PROBLEM TO SOLVE
Exact copies are required of the lines from the line containing "Question. Identify the grassy bank" through the final line of the listing, both included, and of no other lines.

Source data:
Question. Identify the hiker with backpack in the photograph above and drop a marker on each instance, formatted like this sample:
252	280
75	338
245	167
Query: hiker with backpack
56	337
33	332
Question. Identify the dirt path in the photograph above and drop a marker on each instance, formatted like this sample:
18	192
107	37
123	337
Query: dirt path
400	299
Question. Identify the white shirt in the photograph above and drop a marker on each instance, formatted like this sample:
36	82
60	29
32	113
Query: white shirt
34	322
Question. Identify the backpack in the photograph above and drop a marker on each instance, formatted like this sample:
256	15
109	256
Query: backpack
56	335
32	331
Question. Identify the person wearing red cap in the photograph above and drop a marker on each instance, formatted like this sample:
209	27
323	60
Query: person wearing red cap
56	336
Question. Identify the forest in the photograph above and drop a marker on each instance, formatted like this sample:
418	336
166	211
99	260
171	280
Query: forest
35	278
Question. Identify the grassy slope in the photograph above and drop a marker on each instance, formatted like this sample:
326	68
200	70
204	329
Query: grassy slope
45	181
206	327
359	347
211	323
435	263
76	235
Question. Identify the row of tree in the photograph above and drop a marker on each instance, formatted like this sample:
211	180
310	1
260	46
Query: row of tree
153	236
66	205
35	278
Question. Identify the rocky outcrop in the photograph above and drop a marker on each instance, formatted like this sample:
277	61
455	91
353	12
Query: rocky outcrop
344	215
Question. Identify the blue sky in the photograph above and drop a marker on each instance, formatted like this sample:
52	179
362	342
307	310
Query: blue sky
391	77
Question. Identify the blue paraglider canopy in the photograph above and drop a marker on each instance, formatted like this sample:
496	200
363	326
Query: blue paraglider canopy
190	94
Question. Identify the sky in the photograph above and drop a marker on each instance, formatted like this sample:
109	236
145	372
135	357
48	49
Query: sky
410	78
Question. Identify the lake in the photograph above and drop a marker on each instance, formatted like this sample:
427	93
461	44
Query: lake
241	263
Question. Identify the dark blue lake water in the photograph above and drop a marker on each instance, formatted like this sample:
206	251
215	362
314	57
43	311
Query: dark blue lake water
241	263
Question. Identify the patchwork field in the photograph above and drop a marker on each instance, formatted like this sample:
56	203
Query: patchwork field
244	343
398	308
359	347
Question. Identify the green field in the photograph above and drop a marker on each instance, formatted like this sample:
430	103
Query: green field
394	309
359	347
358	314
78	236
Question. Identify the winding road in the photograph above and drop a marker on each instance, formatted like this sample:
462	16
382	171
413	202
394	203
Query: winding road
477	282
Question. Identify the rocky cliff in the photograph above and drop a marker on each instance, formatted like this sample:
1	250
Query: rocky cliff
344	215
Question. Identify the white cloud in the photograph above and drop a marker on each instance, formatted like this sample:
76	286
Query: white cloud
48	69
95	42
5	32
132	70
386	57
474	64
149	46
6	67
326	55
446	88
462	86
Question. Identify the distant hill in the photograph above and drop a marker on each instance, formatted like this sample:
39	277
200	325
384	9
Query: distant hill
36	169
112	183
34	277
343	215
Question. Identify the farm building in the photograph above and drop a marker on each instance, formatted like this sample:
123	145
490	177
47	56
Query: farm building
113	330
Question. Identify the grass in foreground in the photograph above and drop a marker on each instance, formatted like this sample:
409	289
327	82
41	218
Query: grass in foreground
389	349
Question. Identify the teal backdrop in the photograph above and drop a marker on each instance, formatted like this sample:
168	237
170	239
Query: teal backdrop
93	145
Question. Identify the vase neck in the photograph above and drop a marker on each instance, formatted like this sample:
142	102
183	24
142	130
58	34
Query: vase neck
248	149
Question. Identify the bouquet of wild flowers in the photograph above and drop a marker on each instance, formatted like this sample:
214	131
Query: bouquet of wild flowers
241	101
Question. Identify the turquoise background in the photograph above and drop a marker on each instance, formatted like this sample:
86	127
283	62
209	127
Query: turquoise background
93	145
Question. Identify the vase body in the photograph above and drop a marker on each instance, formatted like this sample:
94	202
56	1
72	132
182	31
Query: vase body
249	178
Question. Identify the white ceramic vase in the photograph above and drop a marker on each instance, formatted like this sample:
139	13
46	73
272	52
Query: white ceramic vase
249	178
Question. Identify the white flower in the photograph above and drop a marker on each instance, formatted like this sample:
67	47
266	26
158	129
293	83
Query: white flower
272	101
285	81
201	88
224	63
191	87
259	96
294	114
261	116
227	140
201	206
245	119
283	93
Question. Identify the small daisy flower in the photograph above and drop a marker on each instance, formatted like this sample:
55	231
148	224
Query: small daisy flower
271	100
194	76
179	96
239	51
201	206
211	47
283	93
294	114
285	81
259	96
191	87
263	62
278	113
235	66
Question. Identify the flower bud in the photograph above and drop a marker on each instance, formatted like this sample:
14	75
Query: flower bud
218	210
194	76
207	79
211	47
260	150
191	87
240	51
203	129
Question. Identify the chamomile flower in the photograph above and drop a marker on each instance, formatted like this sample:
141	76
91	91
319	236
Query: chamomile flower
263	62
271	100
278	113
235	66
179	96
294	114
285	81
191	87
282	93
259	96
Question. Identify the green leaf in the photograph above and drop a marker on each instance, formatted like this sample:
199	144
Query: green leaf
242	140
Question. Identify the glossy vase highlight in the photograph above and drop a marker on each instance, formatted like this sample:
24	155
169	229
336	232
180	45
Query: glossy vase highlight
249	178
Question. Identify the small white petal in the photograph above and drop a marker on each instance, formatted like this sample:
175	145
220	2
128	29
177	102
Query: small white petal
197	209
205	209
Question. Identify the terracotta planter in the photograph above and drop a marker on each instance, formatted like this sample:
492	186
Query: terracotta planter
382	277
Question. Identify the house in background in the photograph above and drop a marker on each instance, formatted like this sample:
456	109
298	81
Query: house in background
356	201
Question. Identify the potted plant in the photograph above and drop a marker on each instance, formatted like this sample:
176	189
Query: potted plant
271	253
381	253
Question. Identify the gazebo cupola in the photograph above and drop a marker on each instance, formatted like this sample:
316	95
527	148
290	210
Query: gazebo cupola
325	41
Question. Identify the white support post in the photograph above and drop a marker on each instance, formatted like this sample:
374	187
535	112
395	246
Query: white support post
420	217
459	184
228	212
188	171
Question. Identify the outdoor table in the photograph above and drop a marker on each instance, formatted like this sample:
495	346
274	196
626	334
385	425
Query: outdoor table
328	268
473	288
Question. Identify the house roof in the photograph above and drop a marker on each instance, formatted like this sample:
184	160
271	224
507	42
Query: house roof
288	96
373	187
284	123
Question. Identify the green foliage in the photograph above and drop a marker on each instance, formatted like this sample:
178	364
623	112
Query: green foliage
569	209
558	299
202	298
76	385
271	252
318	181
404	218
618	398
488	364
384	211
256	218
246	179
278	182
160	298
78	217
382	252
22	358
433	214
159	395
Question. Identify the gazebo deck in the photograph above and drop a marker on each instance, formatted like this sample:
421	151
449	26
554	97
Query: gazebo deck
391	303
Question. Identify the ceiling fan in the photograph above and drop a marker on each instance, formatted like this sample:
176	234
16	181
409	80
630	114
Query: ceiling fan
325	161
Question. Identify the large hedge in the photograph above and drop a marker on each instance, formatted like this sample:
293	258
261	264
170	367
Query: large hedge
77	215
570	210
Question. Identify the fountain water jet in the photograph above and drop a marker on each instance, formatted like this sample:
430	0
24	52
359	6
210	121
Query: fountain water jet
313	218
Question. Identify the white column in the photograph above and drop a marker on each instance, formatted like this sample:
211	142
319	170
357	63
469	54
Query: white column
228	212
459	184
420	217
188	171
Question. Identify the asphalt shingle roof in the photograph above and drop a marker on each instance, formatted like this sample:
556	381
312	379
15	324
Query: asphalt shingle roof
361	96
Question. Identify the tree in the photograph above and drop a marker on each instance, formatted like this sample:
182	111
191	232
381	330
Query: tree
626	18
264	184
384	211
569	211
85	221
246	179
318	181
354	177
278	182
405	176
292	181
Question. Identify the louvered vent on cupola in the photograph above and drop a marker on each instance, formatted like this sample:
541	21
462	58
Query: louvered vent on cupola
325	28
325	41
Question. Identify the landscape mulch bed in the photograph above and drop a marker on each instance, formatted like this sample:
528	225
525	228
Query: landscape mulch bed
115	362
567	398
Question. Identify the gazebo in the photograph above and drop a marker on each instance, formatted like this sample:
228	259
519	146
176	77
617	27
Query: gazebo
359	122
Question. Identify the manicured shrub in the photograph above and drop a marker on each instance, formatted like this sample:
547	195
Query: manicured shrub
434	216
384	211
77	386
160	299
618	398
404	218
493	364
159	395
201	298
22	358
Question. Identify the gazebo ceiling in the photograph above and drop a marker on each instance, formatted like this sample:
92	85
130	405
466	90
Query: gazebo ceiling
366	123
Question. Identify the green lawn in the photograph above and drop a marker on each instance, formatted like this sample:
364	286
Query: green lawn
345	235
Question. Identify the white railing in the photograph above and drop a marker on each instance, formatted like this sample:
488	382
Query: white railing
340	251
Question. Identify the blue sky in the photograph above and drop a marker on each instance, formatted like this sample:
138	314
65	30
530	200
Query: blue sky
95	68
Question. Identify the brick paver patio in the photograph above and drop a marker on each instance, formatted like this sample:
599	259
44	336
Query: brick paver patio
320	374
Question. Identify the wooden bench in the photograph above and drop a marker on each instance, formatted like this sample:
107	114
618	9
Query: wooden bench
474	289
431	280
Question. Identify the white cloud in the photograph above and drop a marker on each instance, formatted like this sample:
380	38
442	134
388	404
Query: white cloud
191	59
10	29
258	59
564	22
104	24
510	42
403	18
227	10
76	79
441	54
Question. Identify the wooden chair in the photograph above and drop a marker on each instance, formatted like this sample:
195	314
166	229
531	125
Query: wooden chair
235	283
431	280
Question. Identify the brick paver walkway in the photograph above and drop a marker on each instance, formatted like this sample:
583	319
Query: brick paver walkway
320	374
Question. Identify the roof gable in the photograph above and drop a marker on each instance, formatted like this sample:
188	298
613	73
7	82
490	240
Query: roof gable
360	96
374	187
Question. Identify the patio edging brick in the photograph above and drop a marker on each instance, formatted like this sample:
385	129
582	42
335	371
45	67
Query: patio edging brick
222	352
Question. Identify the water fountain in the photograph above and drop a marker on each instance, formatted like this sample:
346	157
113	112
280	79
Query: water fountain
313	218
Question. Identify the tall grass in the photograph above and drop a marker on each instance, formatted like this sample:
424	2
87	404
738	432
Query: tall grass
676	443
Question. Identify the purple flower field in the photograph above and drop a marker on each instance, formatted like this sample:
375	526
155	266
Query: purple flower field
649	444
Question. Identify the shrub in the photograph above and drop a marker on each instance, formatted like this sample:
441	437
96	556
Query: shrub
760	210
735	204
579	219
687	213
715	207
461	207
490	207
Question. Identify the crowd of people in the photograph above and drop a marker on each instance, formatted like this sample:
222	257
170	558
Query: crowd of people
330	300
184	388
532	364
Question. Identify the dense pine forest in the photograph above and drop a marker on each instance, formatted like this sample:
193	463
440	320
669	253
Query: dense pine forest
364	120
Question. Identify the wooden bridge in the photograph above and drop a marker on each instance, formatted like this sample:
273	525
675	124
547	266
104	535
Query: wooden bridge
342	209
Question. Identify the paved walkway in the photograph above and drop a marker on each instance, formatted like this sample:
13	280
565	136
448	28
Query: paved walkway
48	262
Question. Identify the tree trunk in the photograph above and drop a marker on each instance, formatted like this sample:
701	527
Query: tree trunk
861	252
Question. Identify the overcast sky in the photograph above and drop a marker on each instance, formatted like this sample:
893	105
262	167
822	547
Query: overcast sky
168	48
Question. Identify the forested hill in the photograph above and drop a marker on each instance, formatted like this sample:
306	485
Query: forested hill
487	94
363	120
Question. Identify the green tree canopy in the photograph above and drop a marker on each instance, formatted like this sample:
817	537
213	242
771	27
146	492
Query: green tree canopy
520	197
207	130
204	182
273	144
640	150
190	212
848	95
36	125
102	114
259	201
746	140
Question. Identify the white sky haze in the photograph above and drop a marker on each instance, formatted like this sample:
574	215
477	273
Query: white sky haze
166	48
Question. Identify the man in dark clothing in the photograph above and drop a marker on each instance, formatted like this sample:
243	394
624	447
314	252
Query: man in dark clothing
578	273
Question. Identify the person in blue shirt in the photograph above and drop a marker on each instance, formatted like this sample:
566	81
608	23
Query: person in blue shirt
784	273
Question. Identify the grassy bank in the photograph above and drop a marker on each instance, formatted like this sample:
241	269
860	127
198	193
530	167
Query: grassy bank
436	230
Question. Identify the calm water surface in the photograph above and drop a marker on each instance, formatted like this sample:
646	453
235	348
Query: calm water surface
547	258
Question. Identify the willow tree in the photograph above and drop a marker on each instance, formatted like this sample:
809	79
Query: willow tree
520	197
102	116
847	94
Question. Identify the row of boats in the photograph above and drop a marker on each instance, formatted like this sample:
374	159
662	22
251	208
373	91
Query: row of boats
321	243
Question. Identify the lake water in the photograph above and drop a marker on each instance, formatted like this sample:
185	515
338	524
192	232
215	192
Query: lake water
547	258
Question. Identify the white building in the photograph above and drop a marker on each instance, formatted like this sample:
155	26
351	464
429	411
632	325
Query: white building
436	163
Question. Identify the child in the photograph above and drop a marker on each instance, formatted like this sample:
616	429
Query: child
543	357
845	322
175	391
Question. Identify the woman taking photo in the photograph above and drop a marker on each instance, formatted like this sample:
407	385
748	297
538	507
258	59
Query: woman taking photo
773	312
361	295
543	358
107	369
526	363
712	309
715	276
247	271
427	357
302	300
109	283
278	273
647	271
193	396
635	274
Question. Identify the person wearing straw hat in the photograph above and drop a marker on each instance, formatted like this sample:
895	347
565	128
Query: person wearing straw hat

OUTPUT OF THE EXERCISE
Question. Identify the grassy bank in the photograph above and drop a marker on each instance, formatted like this sample:
241	269
860	127
198	193
530	167
Query: grassy bank
436	230
Question. Identify the calm water surface in the photograph above and drop a marker on each instance, formatted like this sample:
646	453
235	348
Query: calm water surface
547	258
Question. Identify the willow tree in the photograph above and drop a marker on each instance, formatted like this sample:
809	79
Query: willow tree
520	197
102	116
847	94
Question. Identify the row of boats in the photograph above and drop a marker on each instance, formatted like this sample:
374	159
662	22
251	208
373	91
Query: row of boats
321	243
Question. Identify the lake water in the photograph above and drop a marker on each instance, formatted like this sample:
185	515
338	524
192	232
215	192
Query: lake water
547	258
Question. Identify the white building in the photograph above and drop a marker on each instance, formatted like this sample:
155	26
351	464
429	411
632	325
Query: white building
436	163
Question. Identify the child in the photograph above and drop a marker on each instance, formatted like this sample:
616	429
Query: child
543	357
845	322
175	391
Question. Identify the woman taking photo in the photograph above and drop a marker on each instance, formatted like this sample:
407	385
748	297
538	507
258	59
Query: woman taking photo
773	312
361	295
543	358
107	369
526	363
712	309
715	276
247	271
427	357
302	300
109	283
278	273
647	271
193	396
635	274
Question. Identify the person wearing straw hat in the photograph above and drop a marker on each instance, formatted like this sample:
895	347
565	128
Query: person wearing straw hat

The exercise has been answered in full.